DATA FOR ANALYSIS Block Start

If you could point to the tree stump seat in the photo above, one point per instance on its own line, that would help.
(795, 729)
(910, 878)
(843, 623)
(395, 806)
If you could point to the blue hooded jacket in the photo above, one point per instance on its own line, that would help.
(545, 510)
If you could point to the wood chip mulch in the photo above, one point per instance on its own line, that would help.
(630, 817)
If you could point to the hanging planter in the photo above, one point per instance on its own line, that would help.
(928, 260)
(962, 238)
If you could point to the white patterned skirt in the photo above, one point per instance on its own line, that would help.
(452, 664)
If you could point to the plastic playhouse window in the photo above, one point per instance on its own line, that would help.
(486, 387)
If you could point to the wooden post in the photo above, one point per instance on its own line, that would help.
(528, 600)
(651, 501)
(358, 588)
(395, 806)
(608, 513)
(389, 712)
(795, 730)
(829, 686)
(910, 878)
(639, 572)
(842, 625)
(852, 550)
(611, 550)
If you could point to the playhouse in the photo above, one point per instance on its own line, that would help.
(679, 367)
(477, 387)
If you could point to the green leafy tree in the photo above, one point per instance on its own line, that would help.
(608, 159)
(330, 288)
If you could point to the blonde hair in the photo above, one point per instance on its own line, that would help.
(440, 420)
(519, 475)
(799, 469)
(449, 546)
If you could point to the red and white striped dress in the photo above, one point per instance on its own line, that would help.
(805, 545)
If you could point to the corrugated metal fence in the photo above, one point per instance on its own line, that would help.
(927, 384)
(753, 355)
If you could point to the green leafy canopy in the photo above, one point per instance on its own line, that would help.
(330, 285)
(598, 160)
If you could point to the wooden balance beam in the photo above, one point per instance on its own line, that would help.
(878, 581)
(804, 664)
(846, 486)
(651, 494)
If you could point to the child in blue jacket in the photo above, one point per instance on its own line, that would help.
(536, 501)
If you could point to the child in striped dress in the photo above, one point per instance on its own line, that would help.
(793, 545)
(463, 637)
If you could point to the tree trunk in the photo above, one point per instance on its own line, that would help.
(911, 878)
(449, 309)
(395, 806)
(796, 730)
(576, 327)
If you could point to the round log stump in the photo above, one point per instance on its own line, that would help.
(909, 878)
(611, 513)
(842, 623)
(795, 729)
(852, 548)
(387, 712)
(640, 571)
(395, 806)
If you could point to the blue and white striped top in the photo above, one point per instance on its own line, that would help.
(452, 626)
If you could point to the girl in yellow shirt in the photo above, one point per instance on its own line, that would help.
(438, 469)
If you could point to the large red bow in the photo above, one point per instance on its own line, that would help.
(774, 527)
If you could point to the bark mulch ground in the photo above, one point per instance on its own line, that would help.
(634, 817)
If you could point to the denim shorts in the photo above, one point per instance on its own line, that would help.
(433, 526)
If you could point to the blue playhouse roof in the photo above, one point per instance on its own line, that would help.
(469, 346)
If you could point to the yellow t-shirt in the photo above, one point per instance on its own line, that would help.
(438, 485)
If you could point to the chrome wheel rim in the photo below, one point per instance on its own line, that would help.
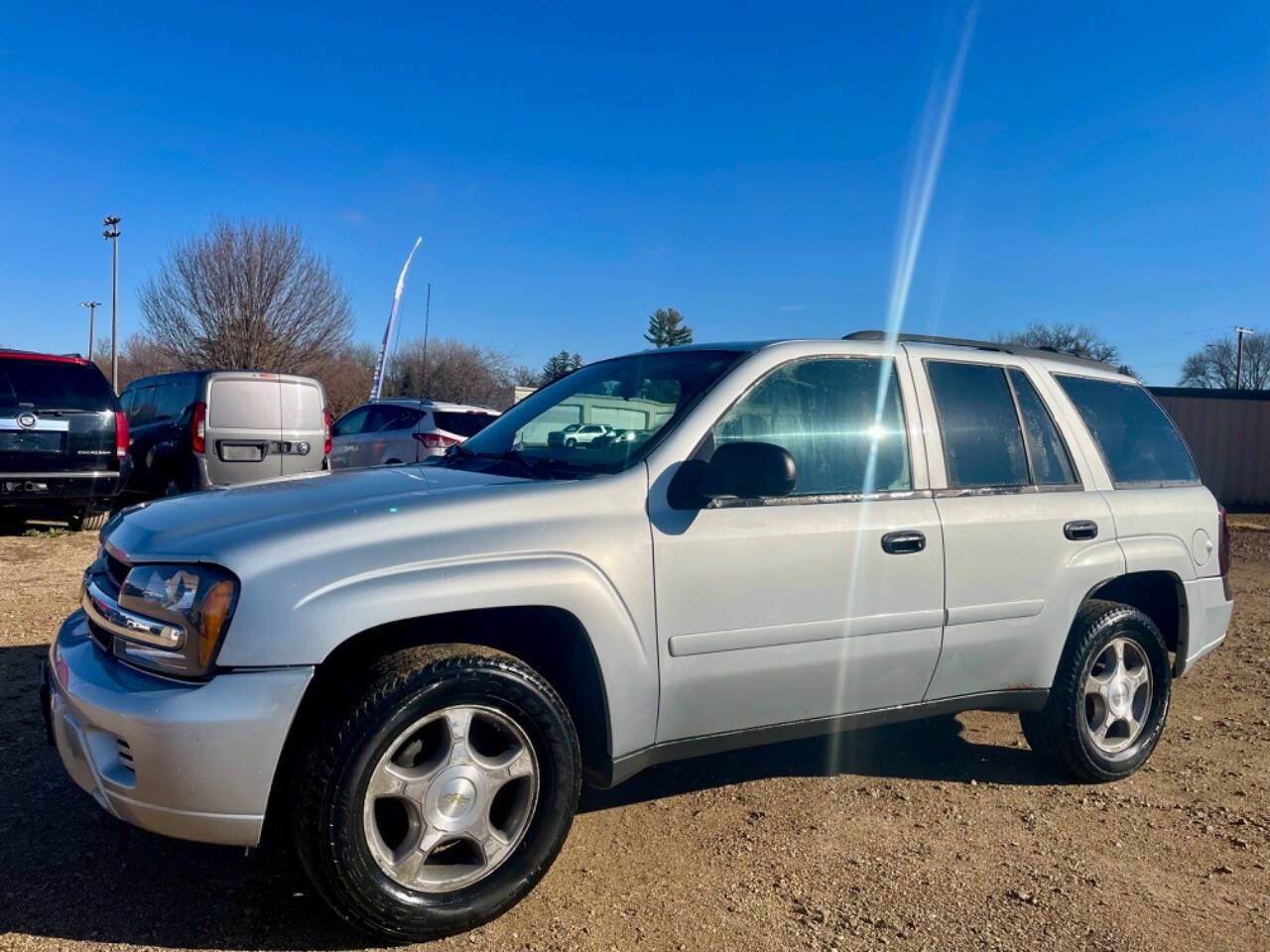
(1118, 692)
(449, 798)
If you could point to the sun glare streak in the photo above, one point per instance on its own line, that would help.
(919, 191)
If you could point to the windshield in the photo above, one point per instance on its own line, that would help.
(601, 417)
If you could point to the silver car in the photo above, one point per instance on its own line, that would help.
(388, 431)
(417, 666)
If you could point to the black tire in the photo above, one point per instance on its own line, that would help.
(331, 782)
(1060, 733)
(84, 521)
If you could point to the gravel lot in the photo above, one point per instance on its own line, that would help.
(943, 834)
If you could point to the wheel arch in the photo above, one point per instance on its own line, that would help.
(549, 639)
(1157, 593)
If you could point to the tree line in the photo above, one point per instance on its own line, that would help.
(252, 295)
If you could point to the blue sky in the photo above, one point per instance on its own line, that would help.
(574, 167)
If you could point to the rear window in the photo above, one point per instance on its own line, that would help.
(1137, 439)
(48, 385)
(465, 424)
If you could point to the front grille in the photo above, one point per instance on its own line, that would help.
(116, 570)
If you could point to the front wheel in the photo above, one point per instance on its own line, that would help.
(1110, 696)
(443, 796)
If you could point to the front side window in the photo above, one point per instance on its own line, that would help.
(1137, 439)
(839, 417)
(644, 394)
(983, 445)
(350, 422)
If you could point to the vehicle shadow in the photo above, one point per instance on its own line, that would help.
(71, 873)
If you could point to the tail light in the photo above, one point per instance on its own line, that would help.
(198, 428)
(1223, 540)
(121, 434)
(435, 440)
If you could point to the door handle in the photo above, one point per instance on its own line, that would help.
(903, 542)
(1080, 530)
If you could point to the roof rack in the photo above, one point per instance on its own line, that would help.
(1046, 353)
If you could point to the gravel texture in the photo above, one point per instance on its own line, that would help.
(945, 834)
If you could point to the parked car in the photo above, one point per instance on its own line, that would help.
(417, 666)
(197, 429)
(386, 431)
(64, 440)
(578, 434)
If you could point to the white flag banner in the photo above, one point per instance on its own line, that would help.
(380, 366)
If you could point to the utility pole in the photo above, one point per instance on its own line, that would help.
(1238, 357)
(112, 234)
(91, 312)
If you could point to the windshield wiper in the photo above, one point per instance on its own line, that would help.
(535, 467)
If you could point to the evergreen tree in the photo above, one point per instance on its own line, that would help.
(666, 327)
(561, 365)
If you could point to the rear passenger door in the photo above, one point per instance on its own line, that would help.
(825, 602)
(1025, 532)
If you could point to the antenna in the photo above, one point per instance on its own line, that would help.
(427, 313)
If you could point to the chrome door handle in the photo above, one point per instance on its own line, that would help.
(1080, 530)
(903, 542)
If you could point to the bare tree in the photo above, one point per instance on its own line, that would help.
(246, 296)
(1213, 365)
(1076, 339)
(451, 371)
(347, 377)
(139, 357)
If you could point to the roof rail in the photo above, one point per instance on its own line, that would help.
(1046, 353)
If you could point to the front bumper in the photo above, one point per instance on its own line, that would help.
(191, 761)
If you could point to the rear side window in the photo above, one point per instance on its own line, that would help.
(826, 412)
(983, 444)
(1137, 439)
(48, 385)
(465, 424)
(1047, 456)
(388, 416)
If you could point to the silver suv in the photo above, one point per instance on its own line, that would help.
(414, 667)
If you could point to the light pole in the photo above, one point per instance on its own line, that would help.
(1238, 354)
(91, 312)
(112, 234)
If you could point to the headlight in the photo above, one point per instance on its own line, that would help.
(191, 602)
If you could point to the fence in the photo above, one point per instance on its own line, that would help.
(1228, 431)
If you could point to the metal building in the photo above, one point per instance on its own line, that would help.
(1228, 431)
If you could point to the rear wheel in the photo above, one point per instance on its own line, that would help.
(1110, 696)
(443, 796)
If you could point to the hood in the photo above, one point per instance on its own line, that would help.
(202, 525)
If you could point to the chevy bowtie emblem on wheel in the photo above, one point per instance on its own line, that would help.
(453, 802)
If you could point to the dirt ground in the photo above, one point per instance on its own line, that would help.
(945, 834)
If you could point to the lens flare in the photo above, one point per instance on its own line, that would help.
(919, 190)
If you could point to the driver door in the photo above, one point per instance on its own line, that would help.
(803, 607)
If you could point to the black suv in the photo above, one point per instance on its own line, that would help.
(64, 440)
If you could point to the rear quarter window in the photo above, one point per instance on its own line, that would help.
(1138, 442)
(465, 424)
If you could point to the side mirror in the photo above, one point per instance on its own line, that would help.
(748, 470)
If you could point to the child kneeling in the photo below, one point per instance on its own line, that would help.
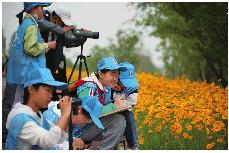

DATA FOR ANALYSIS Block End

→ **WHAT THE TASK REQUIRES**
For the entries above, the output must hold exactly the lines from the one with "If you could point to the headlight" through the last line, both included, and no pictures.

→ **RESPONSE AREA**
If you could point to the headlight in the photo above, one point per instance on its own line, that would help.
(191, 602)
If you could point to the fence in the photo above, one point per instance on its own line, that would help.
(1228, 431)
If you could point to the metal building in the photo above, one point per instance on its own line, that would help.
(1228, 431)
If you could point to the rear wheel in the photo above, one point per instance on its own line, that would help.
(1110, 696)
(443, 796)
If you could point to the hood in the photo above, one point per instance on its own line, that would help.
(202, 525)
If you could point to the chevy bowtie emblem on wheel in the photo above, one point per instance on its own line, that would help.
(453, 802)
If you could point to the dirt ground in the photo above, one point per instance on its own line, that would help.
(945, 834)
If you could point to the lens flare in the photo above, one point per instance on its own line, that would help.
(919, 190)
If you could point to the driver door in the photo above, one point per instance on its own line, that would help.
(803, 607)
If you could point to the black suv in the photo above, one point per instance on its own line, that would help.
(64, 440)
If you could point to the rear quarter window in the photo above, one point per instance on its own line, that would help.
(1138, 442)
(465, 424)
If you could point to the side mirror in the photo above, one point per instance on its own line, that would help.
(748, 470)
If you could point to the child kneeling in the photo below, one point per instance on its own line, that would help.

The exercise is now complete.